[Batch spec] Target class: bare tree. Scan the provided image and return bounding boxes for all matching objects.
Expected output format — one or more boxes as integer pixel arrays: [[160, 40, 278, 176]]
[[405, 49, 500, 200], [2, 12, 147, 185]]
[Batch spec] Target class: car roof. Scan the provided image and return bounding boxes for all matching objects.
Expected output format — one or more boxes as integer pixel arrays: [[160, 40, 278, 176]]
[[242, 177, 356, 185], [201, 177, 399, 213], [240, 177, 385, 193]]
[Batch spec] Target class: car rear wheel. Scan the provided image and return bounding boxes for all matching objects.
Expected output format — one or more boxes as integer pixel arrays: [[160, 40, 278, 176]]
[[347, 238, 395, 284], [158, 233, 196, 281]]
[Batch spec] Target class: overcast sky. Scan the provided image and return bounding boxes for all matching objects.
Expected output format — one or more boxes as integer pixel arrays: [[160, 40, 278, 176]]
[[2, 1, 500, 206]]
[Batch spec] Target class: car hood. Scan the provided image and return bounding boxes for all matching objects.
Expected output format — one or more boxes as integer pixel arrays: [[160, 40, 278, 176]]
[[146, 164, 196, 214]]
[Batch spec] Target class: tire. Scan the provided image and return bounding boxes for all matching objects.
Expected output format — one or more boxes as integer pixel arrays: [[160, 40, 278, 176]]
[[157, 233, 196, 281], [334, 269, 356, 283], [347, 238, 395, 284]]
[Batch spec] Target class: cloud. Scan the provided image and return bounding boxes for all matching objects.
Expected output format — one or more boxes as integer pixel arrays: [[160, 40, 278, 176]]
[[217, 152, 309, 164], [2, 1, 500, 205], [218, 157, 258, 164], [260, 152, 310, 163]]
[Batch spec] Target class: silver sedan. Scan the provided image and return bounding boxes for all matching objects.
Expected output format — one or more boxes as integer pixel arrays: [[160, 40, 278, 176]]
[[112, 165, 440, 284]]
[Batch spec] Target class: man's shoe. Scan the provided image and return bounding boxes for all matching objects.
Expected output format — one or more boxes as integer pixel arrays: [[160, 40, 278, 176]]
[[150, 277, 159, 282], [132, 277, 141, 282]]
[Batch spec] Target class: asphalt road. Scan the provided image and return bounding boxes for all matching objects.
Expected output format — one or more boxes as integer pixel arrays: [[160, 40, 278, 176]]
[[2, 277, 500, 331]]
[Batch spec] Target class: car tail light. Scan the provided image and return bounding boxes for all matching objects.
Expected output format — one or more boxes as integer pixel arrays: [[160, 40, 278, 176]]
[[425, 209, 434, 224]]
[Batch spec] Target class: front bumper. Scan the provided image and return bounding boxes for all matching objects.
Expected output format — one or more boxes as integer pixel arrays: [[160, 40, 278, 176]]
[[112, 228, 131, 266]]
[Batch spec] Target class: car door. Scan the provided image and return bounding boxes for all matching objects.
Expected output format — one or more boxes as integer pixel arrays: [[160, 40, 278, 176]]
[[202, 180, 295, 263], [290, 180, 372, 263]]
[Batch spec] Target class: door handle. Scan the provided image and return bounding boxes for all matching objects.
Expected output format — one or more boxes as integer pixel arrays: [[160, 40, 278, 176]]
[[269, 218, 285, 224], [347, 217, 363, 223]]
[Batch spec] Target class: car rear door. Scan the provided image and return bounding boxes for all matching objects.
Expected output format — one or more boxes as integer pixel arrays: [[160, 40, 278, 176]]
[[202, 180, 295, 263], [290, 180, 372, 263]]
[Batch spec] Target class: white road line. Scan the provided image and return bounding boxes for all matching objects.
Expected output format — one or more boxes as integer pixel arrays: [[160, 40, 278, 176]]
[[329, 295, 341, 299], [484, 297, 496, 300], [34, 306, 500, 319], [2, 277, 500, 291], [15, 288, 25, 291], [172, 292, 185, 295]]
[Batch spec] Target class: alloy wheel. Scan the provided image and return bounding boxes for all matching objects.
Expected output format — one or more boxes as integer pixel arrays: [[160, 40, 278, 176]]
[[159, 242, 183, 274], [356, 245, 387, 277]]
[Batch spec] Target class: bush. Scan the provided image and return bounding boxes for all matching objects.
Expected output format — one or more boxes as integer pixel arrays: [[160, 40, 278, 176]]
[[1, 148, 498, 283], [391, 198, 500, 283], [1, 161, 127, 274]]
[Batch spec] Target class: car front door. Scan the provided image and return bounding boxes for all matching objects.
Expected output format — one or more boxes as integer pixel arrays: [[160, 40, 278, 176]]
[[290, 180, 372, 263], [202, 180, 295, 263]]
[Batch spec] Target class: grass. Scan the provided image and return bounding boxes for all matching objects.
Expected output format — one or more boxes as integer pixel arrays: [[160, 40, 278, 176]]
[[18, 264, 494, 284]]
^^^^
ABOUT THIS EXERCISE
When you transcribe the listing, make each line match the original exactly.

OUTPUT
[Batch spec] Target class: bare tree. Scan the provided image and return bounding boxes for all matching objects.
Expected output format — one or more boxes as integer pixel arrays: [[160, 40, 278, 176]]
[[405, 49, 500, 200], [2, 12, 147, 185]]
[Batch spec] Target class: car roof. Scan the provided image and return bounding boxes for all matching objects.
Expected output format — one or more boxes as integer pixel arrays: [[160, 40, 278, 176]]
[[242, 177, 356, 185], [201, 177, 399, 213], [240, 177, 385, 193]]
[Batch spec] Target class: car rear wheel. Scan the provided image and return bounding boxes for all matching objects.
Expected output format — one or more boxes as integer pixel arrays: [[160, 40, 278, 176]]
[[347, 238, 395, 284], [158, 233, 196, 281]]
[Batch spec] Target class: overcast sky. Scan the provided image and return bounding boxes for all matching objects.
Expected output format — one or more boxes as integer pixel arrays: [[160, 40, 278, 176]]
[[2, 1, 500, 206]]
[Batch spec] Target class: car hood. Scan the provided image and return bounding boxes for all matching objects.
Expected output format — one or more boxes as integer pixel arrays: [[160, 40, 278, 176]]
[[146, 164, 196, 214]]
[Batch spec] Target class: tire. Scan the provided image and return bounding boxes for all matching objects.
Expected output format — one or more boxes as integer pixel arrays: [[160, 40, 278, 176]]
[[157, 233, 196, 281], [334, 269, 356, 283], [347, 238, 395, 284]]
[Batch spec] Target class: cloud. Scan the provided image and return bounding boxes for all matching objects.
Expected output format — one or more boxes as integer pixel arrays: [[160, 40, 278, 176]]
[[217, 152, 309, 164], [2, 1, 500, 205], [218, 157, 258, 164], [260, 152, 310, 163]]
[Batch spec] Target class: silver sedan. Scan the provided image and return bounding boxes for all matching objects.
Expected output format — one or more boxes as integer pixel arrays: [[160, 40, 278, 176]]
[[112, 165, 440, 284]]
[Batch spec] Target class: man's shoe. Scan the provided image and return bounding boxes for all matching objects.
Expected output format — one or more boxes as integer pixel arrays: [[160, 40, 278, 176]]
[[150, 277, 159, 282], [132, 277, 141, 282]]
[Batch spec] Target class: asphalt road. Scan the provided image and return bounding boxes for all matching objects.
Expected output format — one or more boxes as integer pixel arrays: [[160, 40, 278, 176]]
[[2, 277, 500, 331]]
[Batch spec] Target class: car tail light. Scan the provided image and return bounding boxes for all matching objects.
Expected output format — one or more boxes as integer pixel arrays: [[160, 40, 278, 176]]
[[425, 209, 434, 224]]
[Batch spec] Target class: front bumper. Scan the provided image and return bounding boxes for all matching objects.
Expected output format — one or more boxes as integer pixel arrays: [[160, 40, 278, 176]]
[[112, 228, 131, 266]]
[Batch spec] Target class: car door. Scan the provided image and return bounding boxes for all matching objects.
Expected output format — one or more boxes as integer pixel arrays: [[160, 40, 278, 176]]
[[202, 180, 295, 263], [290, 180, 372, 263]]
[Batch spec] Target class: door handle. Scan the provided image and return bounding boxes for all matching objects.
Expected output format — one or more boxes as integer pixel arrays: [[160, 40, 278, 176]]
[[269, 218, 285, 224], [347, 217, 363, 223]]
[Batch spec] Target class: car rear door. Scan the provided image and return bounding boxes for all matching objects.
Expected output format — one or more boxes as integer pixel arrays: [[160, 40, 278, 176]]
[[202, 180, 295, 263], [290, 180, 372, 263]]
[Batch spec] Target class: white road line. Scan the provided image and return bounding boxes for all matching objects.
Expected output format — one or more boxes as integer pixel arrays: [[160, 40, 278, 176]]
[[329, 295, 341, 299], [484, 297, 496, 300], [34, 306, 500, 319], [2, 277, 500, 291], [15, 288, 25, 291], [172, 292, 185, 295]]
[Batch spec] Target class: alloy wheel. Scan the provided image and return bounding boxes for all matching objects.
Expected output format — one or more boxes as integer pixel arrays: [[160, 40, 278, 176]]
[[159, 242, 183, 274], [356, 245, 387, 277]]
[Batch spec] Target class: bush. Scan the provided image and return bounding boxes for all matching objects.
Expected output format — one or more boxes as integer pixel arrays: [[160, 40, 278, 176]]
[[1, 148, 498, 283], [391, 198, 500, 283], [1, 161, 127, 274]]
[Batch spec] Target class: car front door. Scan the provided image and return bounding boxes for all matching objects.
Expected output format — one or more boxes as integer pixel arrays: [[160, 40, 278, 176]]
[[290, 180, 372, 263], [202, 180, 295, 263]]
[Batch spec] Target class: grass. Scan the provided image and return bounding boxes for all matching objects.
Expected output format — one or more boxes as integer pixel arrays: [[160, 40, 278, 176]]
[[18, 264, 494, 284]]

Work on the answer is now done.